What is needed: Every record should be written out again in full, with no character altered.

Stored data:

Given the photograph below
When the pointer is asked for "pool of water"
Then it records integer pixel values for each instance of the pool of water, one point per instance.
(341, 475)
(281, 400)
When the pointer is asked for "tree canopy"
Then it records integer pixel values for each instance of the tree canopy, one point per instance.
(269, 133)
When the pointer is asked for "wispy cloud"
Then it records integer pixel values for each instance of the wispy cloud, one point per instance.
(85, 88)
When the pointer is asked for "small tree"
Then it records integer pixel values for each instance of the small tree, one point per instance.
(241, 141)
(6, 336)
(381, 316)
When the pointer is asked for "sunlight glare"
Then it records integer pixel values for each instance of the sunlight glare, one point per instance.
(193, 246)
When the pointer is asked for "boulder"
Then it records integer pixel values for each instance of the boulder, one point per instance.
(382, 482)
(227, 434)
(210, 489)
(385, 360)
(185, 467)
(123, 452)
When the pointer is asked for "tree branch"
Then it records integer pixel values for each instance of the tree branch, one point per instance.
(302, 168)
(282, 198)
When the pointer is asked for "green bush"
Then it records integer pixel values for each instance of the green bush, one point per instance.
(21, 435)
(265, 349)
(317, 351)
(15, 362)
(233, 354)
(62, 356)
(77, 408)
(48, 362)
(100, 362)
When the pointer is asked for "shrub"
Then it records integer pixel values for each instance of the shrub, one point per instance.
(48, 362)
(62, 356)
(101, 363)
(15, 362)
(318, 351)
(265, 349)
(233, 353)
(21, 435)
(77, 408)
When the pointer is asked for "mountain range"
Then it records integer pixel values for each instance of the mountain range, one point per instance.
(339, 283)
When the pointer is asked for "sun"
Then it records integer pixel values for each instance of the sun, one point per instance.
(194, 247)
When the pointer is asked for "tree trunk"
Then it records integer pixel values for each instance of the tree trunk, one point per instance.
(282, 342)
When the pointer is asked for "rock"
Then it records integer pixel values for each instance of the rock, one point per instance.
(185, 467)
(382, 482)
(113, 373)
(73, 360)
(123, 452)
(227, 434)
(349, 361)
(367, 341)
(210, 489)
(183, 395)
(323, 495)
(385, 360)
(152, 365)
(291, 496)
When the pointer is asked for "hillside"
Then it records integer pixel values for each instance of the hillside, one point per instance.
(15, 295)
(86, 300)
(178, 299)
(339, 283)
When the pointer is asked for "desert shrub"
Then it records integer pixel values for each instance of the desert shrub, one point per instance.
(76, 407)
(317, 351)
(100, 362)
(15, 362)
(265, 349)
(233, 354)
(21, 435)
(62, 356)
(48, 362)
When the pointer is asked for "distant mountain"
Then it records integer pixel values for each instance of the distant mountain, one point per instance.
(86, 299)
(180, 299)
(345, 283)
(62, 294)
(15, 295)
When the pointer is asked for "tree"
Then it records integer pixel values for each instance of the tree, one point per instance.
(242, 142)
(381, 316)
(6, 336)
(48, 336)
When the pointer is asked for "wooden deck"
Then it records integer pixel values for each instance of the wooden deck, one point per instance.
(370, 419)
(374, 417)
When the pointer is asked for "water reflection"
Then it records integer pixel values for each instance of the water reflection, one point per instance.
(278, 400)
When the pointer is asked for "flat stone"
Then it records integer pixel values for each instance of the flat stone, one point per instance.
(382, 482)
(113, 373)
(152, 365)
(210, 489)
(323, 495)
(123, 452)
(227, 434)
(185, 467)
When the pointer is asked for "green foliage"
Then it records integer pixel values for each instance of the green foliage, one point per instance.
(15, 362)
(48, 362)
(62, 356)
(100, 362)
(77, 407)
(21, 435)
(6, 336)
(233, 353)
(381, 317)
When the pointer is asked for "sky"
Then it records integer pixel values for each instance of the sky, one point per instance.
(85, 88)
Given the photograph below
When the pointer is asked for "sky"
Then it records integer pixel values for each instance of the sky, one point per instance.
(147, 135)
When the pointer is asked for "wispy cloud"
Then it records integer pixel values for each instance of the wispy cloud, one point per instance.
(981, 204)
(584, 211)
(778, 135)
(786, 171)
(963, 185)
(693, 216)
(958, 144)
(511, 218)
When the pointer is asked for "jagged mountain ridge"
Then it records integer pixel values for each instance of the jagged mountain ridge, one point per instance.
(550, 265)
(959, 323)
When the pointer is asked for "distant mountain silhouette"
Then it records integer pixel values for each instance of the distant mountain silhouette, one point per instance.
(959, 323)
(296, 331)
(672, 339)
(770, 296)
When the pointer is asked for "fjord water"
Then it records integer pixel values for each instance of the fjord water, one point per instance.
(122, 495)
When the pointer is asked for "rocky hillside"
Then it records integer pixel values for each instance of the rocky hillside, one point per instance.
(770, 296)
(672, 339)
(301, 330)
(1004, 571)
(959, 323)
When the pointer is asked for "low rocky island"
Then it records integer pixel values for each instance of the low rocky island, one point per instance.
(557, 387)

Reply to the exercise:
Given the photograph below
When the pointer is asked for "pool of water"
Then it records integer pixel values for each instance of the pool of water, one point per instance.
(341, 475)
(281, 400)
When the pointer is asked for "tree canopy"
Then it records integer pixel values for each instance of the tree canopy, one point per instance.
(269, 133)
When the pointer is asked for "wispy cloud"
Then it records integer pixel values for each instance of the wispy cloud, one point per instance.
(85, 88)
When the pointer is asked for "small tree"
Then it records integer pixel values for each instance of the small tree, one point per instance.
(241, 141)
(6, 336)
(381, 316)
When the pointer is asked for "sunlight glare"
Then it records integer pixel values for each instance of the sunlight glare, one point per instance.
(193, 246)
When the pointer is asked for "boulder"
Then it records integer pixel values for each instance of the boulder, one point per instance.
(382, 482)
(227, 434)
(210, 489)
(385, 360)
(185, 467)
(123, 452)
When the pointer is asked for "tree branch"
Then it records integer pixel values for each instance of the tree branch, one point per instance.
(302, 168)
(282, 198)
When the pointer is asked for "green bush"
Then it records integer pixel values for each instance of the green bush, one point per instance.
(21, 435)
(265, 349)
(317, 351)
(15, 362)
(233, 354)
(62, 356)
(77, 408)
(48, 362)
(100, 362)
When the pointer is asked for "shrub"
Then it records integer pixel values for each instance of the shrub, one point per instance.
(48, 362)
(62, 356)
(101, 363)
(15, 362)
(318, 351)
(265, 349)
(233, 353)
(21, 435)
(77, 408)
When the pointer is asked for "mountain range"
Then it records integer pixel values for each instance of the mountain range, one point per instance.
(339, 283)
When the pointer is asked for "sun"
Then it records integer pixel values for each instance of the sun, one point per instance.
(194, 247)
When the pointer is asked for "tree trunk"
Then it records integer pixel values for each instance of the tree trunk, one point per instance.
(282, 342)
When the pointer is asked for "rock"
Then it records integer pixel values for each instance of the rock, one point per instance.
(185, 467)
(382, 482)
(113, 373)
(73, 360)
(123, 452)
(227, 434)
(349, 361)
(367, 341)
(210, 489)
(183, 395)
(323, 495)
(385, 360)
(152, 365)
(291, 496)
When the pointer is asked for "hillside"
Then it records integer pixel values for each instance of the hillside, one point per instance.
(15, 295)
(86, 300)
(178, 299)
(339, 283)
When the pointer is asked for "desert shrub"
Then it records integer pixel values for each instance of the desert shrub, one point per instance.
(76, 407)
(317, 351)
(100, 362)
(15, 362)
(265, 349)
(233, 354)
(21, 435)
(62, 356)
(48, 362)
When the pointer is asked for "distant mountain"
Then it records integer pixel values for each instance of the distant mountain, one point per instance.
(86, 299)
(180, 299)
(345, 283)
(62, 294)
(15, 295)
When the pointer is asked for "tree"
Then it records integer pixel values for each instance of the tree, one point per instance.
(242, 142)
(381, 316)
(6, 336)
(48, 336)
When the pointer is asked for "wooden deck"
Then it records integer pixel values for each instance of the wooden deck, one point per instance.
(370, 419)
(374, 417)
When the pointer is asked for "water reflection"
Then it records integer pixel values for each instance of the water reflection, one point per instance.
(278, 400)
When the pointer is asked for "flat stone"
Then it records integer pixel values for each instance of the flat stone, one point per instance.
(382, 482)
(113, 373)
(152, 365)
(210, 489)
(323, 495)
(123, 452)
(227, 434)
(185, 467)
When the pointer is asked for "green foliage"
Then it records integer pixel values for each instance of the green foliage, one point per instance.
(15, 362)
(48, 362)
(62, 356)
(100, 362)
(77, 407)
(21, 435)
(6, 336)
(233, 353)
(381, 317)
When the pointer is asked for "sky"
Then it records integer pixel values for each instance of the sky, one point per instance.
(85, 88)
Given the photograph below
When the pointer is asked for "sky"
Then it records integer pixel values for each instance of the sky, one point per instance.
(147, 135)
When the pointer is asked for "wispy cloud"
Then it records integer pixel values for each instance of the wispy cloud, one point per instance.
(981, 204)
(584, 211)
(778, 135)
(786, 171)
(963, 185)
(693, 216)
(958, 144)
(511, 218)
When the pointer is asked for "jagged mountain ridge"
Then it records integer pixel values for each instance of the jagged mountain ridge, one point per instance.
(550, 265)
(959, 323)
When the pointer is asked for "distant mountain silhouette"
Then it records integer pixel values for each instance of the distant mountain silhouette, one point per instance.
(959, 323)
(296, 331)
(672, 339)
(770, 296)
When the pointer is asked for "fjord water"
Then it records integer pixel values for each instance of the fjord water, one point per instance.
(122, 495)
When the pointer is asked for "rocky hillside"
Then it records integer pixel values for each instance of the rocky hillside, one point per instance.
(770, 296)
(672, 339)
(301, 330)
(1004, 571)
(959, 323)
When the pointer is asked for "low rocky island"
Then it records integer pixel values for each instance of the low rocky island, one point per instance.
(557, 387)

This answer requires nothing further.